_REQUIRED WORK_
Below is a listing; reproduce exactly its lines from the one containing "The response SHOULD mark one point per instance of the blurred" to its last line, both ends kept, and no other lines.

### SUPPLIED MATERIAL ###

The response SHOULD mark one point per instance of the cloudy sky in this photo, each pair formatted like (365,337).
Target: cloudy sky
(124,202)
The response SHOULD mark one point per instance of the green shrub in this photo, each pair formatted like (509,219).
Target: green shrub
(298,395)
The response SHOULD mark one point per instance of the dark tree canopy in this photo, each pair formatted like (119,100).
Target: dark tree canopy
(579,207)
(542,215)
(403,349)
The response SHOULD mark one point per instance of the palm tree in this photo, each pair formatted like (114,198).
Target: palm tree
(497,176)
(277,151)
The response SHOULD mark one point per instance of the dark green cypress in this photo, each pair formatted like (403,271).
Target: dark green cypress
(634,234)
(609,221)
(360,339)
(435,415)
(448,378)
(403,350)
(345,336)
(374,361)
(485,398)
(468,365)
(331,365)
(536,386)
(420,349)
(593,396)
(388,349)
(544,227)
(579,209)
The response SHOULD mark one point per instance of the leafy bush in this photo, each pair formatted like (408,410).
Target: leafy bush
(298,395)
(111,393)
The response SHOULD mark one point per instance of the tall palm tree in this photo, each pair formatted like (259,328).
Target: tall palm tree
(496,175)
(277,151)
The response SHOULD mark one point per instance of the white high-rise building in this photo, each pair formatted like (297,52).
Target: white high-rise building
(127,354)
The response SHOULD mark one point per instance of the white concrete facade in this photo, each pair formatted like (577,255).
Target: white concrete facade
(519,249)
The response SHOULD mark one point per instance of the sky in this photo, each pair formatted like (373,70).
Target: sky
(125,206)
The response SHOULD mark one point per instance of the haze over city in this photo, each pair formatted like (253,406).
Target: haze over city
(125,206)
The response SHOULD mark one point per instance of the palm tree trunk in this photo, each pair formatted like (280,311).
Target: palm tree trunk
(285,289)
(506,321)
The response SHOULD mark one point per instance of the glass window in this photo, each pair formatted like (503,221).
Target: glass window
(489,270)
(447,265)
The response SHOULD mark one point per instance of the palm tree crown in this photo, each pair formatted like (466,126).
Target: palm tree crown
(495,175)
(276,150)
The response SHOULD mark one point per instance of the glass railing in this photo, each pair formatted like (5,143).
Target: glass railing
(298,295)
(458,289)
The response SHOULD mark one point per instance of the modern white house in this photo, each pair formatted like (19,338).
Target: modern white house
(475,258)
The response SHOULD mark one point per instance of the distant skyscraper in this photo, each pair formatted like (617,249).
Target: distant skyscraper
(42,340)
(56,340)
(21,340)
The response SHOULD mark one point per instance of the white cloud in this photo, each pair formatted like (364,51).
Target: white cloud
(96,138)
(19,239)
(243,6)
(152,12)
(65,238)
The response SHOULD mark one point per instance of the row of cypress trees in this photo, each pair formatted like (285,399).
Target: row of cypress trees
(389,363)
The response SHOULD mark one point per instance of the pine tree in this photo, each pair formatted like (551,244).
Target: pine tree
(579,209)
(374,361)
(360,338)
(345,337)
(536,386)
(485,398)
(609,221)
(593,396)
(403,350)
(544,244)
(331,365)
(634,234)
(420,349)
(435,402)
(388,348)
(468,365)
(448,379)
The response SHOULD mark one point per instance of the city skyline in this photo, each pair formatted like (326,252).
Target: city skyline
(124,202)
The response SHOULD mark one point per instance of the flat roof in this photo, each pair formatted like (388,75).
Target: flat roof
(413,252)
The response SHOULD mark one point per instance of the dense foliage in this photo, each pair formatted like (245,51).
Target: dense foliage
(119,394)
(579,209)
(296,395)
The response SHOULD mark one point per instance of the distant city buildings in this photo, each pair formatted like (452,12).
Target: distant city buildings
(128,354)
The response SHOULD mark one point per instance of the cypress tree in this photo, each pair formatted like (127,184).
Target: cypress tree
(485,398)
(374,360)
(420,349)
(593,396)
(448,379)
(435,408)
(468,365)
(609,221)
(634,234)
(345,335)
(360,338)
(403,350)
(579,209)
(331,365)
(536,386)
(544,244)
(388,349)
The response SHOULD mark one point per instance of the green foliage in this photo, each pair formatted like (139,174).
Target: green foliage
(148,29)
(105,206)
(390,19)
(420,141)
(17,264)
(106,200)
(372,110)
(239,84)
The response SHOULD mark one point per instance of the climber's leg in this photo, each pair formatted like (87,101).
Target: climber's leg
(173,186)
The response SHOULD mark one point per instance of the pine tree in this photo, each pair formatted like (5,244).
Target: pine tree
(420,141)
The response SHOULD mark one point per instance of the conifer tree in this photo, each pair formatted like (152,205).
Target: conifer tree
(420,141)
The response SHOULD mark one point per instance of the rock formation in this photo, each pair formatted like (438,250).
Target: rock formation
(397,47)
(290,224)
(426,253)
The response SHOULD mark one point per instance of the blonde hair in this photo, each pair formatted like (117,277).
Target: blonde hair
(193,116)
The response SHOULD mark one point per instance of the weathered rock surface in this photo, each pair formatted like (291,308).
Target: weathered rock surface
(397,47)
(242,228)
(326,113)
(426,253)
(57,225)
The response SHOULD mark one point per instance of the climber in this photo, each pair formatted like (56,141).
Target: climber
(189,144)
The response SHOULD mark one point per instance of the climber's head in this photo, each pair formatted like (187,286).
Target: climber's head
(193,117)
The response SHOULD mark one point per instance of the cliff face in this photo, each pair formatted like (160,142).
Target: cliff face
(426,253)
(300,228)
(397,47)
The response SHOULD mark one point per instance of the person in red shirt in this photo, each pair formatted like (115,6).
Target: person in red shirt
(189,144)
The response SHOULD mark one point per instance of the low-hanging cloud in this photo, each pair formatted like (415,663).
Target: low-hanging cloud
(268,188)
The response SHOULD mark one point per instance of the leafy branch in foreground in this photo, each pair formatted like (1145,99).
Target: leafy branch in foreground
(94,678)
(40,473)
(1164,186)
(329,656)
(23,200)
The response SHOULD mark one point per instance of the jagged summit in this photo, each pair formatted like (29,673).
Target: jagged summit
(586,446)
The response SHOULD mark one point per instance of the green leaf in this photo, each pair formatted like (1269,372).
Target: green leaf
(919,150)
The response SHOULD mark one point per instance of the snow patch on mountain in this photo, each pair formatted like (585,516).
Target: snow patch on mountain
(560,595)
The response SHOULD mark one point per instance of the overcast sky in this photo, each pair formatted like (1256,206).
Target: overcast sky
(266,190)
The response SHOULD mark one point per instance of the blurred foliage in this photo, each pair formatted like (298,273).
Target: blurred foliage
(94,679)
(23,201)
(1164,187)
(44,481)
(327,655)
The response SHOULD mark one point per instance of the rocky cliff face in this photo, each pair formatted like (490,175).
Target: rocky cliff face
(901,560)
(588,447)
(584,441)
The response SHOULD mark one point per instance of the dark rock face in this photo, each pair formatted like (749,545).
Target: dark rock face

###

_RESPONSE TO THIS EXERCISE_
The response SHOULD mark one point per instance of the blurred foliage in this photo, each pair formatted like (298,273).
Target: blurred foliage
(94,679)
(23,201)
(1164,187)
(44,481)
(327,655)
The response SHOULD mark one point per instance of the rocky cliff face in this photo, each pair formatted like (490,175).
Target: rocky cliff face
(901,560)
(588,447)
(584,441)
The response SHOULD mark one point per instance of the dark rock face in this photo, each pair formatted like (749,545).
Target: dark rock face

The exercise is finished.